### What is being asked
Find the lines below that contain the string "instance". Copy each one.

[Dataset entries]
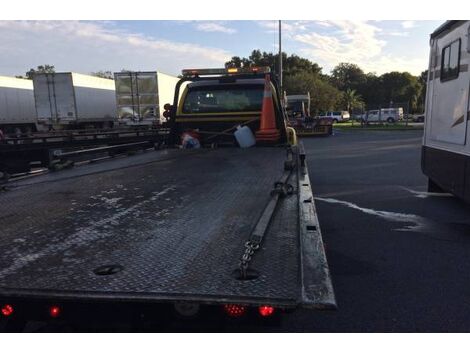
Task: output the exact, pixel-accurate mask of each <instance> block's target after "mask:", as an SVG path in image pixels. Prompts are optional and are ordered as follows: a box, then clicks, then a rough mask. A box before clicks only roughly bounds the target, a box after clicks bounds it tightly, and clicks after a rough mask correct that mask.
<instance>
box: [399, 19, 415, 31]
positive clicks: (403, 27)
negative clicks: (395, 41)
mask: <svg viewBox="0 0 470 352" xmlns="http://www.w3.org/2000/svg"><path fill="white" fill-rule="evenodd" d="M401 26H402V27H403V28H405V29H410V28H414V27H416V21H403V22H402V23H401Z"/></svg>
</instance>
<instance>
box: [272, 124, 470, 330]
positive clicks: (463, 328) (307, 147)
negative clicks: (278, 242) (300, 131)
mask: <svg viewBox="0 0 470 352" xmlns="http://www.w3.org/2000/svg"><path fill="white" fill-rule="evenodd" d="M421 139H422V131H385V132H384V131H365V132H362V131H349V132H346V131H345V132H340V131H338V132H336V133H335V135H333V136H331V137H327V138H311V139H303V143H304V145H305V149H306V152H307V160H308V163H309V169H310V175H311V180H312V184H313V187H314V189H313V192H314V196H315V197H316V205H317V210H318V216H319V219H320V225H321V230H322V233H323V239H324V241H325V244H326V251H327V257H328V261H329V265H330V270H331V273H332V277H333V285H334V288H335V293H336V298H337V303H338V310H337V311H328V312H326V311H325V312H315V311H299V312H296V313H294V314H292V315H290V316H288V317H287V318H286V319H285V320H284V323H283V325H282V327H281V328H280V329H279V330H280V331H309V332H468V331H470V282H469V276H470V274H469V273H470V206H469V205H466V204H464V203H463V202H461V201H460V200H458V199H456V198H455V197H453V196H450V195H448V194H428V193H427V192H426V190H427V178H426V177H425V176H424V175H423V174H422V173H421V168H420V156H421Z"/></svg>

### Task output
Task: output the exact, pixel-accurate mask of each <instance> block's target after "mask:", as an SVG path in image pixels. Prompts are optional and are ordered as follows: a box, then clicks, then a rough mask. A box before clicks only roughly bounds the target, a box after clicks bounds it tightly, and clicks after a rough mask correct that mask.
<instance>
</instance>
<instance>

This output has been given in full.